KICKING CLOUDS AROUND versteht die Künstlerin Max Marion Kober als Synonym für das Kunstmachen selbst, für den dynamischen Prozess des »Herumspielens mit Farbe und Form« – ohne feste Zielsetzung. Zugleich umschreibt der Titel die absurde und vergebliche Absicht, etwas so wenig Manifestes wie Wolken willentlich zu bewegen – so wie sich das Bild selbst der Malerin im Entstehungsprozess immer wieder entzieht und ihr seine eigenen Vorgaben macht. So entstehen ihre Gemälde, oft mit Pausen, über größere Zeiträume hinweg, in denen die Künstlerin wiederholt im direkten Auftrag der Gouache auf die ungrundierte Leinwand durchscheinende Strukturen aus unteren Schichten verwertet, weiterentwickelt, umdeutet – im Rahmen dessen, was die zuvor getroffenen malerischen Entscheidungen bestimmen, bzw. die technischen Konditionen der wasserlöslichen Gouache zulassen.

Dabei scheinen sie sich nach und nach energetisch aufzuladen und es erwachsen zwischen Ungegenständlichkeit und Gegenständlichkeit changierende Bildräume. Im Vergleich zu Kobers älteren Werken, in denen architektonische Formen bereits mehr drifteten als Halt anboten, zeigen ihre jüngsten Gemälde noch abstraktere Malerei, die die Leinwände regelrecht entgrenzt und dem Auge nur noch in Andeutung hier und da eine Art materielle Verdichtung oder geometrisches Liniengerüst als Anker reicht: Die Bildträger öffnen sich zu äußeren Landschaften, die an Gemälde von William Turner erinnern, mehr aber noch zu inneren, die, losgelöst von jedem theoretischem Überbau, eine unmittelbare Resonanz auch bei einem Betrachter ohne kunsthistorisches Vorwissen erzielen.

Die Vorliebe für eine eher düstere Farbwahl resultiert aus der Faszination der Künstlerin für die Nacht und für einen traumartigen Zustand, den sie auch beim Malprozess sucht und gerade im Ausloten einer unbestimmten Tiefe als produktive »Luzidität« erlebt: Nacht und Dunkelheit bedeuten auch eine potentielle Unendlichkeit, das Empfinden von Zeitlichkeit verändert sich darin, ebenso wie sich die Dimension tatsächlicher wie gedachter Räume, in denen man die Wolken umherschubsen kann, erweitert, wenn deren Grenzen nicht mehr exakt wahrnehmbar sind.

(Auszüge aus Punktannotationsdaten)
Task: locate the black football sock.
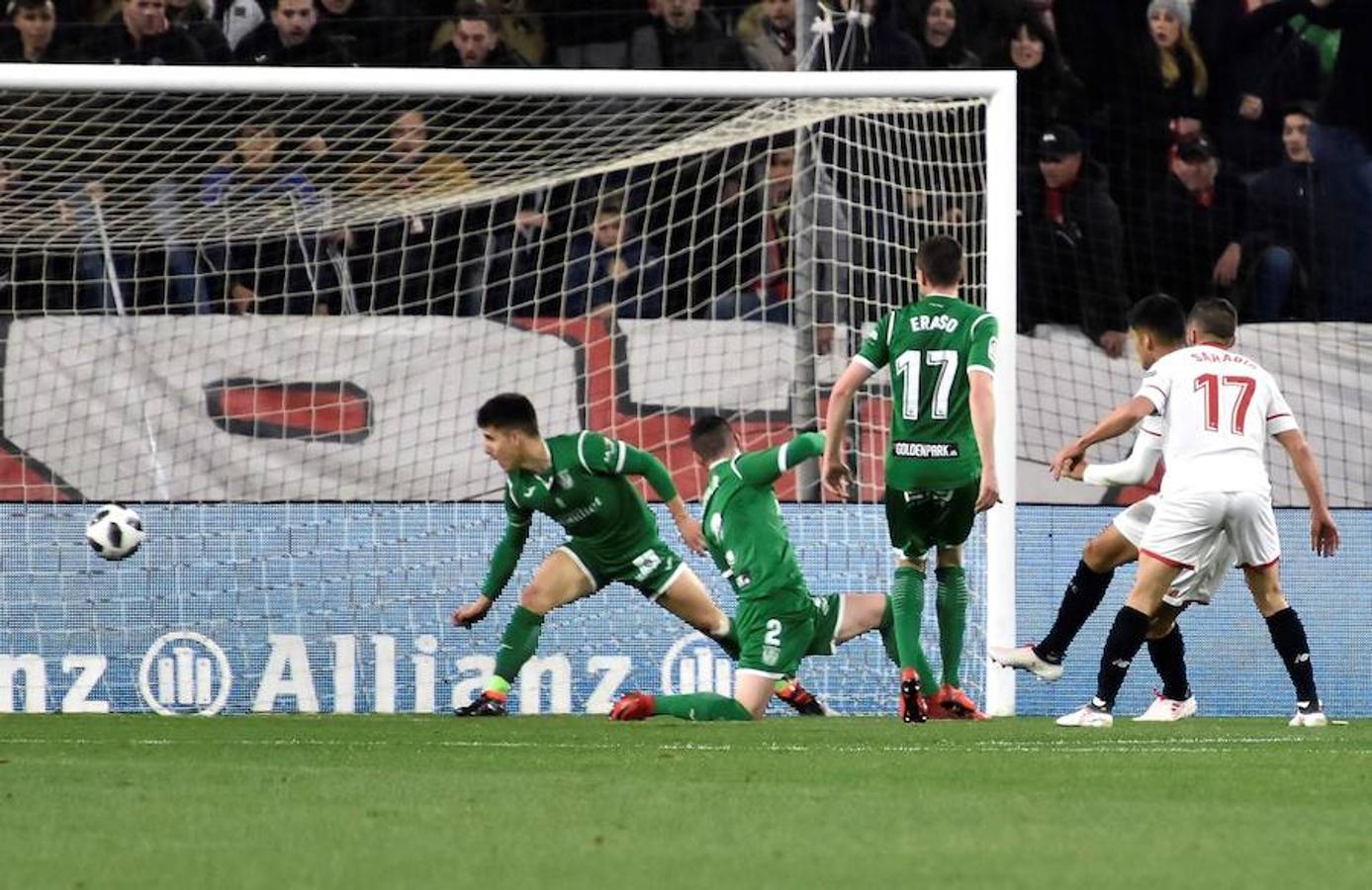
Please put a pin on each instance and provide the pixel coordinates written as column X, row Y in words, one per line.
column 1083, row 596
column 1289, row 638
column 1169, row 657
column 1127, row 637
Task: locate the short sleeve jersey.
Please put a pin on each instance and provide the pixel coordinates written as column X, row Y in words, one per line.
column 585, row 492
column 1219, row 408
column 931, row 347
column 745, row 531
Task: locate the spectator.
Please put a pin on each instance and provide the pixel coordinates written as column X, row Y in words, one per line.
column 609, row 273
column 1291, row 229
column 509, row 276
column 272, row 273
column 1163, row 99
column 681, row 38
column 350, row 25
column 1195, row 226
column 1342, row 148
column 754, row 254
column 290, row 38
column 772, row 46
column 878, row 44
column 33, row 35
column 410, row 263
column 237, row 18
column 1259, row 66
column 1047, row 92
column 142, row 36
column 936, row 28
column 192, row 17
column 476, row 42
column 1070, row 244
column 1347, row 105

Aufgabenbeschreibung: Setze den Text über Max Marion Kobers Malerei im Anschluss an seinen letzten Satz fort. Die Zeilen stehen in keinem Zusammenhang mit dem Text über Max Marion Kobers Malerei.

Schriftliche Antwort:
Kobers Bilder erzeugen eine Stimmung, die in der Rezeption dem gleichen könnte, was Heinrich von Kleist 1810 bei der Betrachtung von Caspar David Friedrichs ikonischem Mönch am Meer zur Äußerung veranlasste, in seiner »Einförmigkeit und Uferlosigkeit« wirke das Gemälde, »als ob einem die Augenlider weggeschnitten wären«.1

Auch wenn ein Augenzwinkern dann schwer fallen dürfte: Im Urban Slang steht die Alliteration Kicking Clouds fürs Highwerden mittels Marihuana – inwiefern sich beim Anblick eines Kunstwerks eine vergleichbare bewusstseins- oder wahrnehmungsverändernde Erfahrung einstellt und ob sie sich eher der Vernebelung oder einer Schärfung der Sinne verdankt, bleibt wohl auch im Sinne der Malerin offen.

Für ihre Ausstellung bei ZERO FOLD wird Max Marion Kober ihre Bilder in einem eigens für die Fensternische entwickelten Einbau präsentieren. In wöchentlichem Turnus wird dort eine andere Arbeit in den Vordergrund und eine Art Bühnensituation gebracht, während parallel im hinteren Teil des Raumes eine klassische Hängung stattfindet; der Displaycharakter des Projektraumes wird so nochmals gesteigert. Die fluiden Übergänge von gefestigteren Strukturen und undefinierteren, mehr angedeuteten als fassbaren Hintergründen in den Gemälden, die wirken, als befänden sie sich selbst anhaltend in einem kaum merklichen, aber konstanten Wechsel der Aggregatszustände, werden gewissermaßen analog zu ihrem immanenten Charakter in eine raumzeitlich veränderliche Situation transferiert.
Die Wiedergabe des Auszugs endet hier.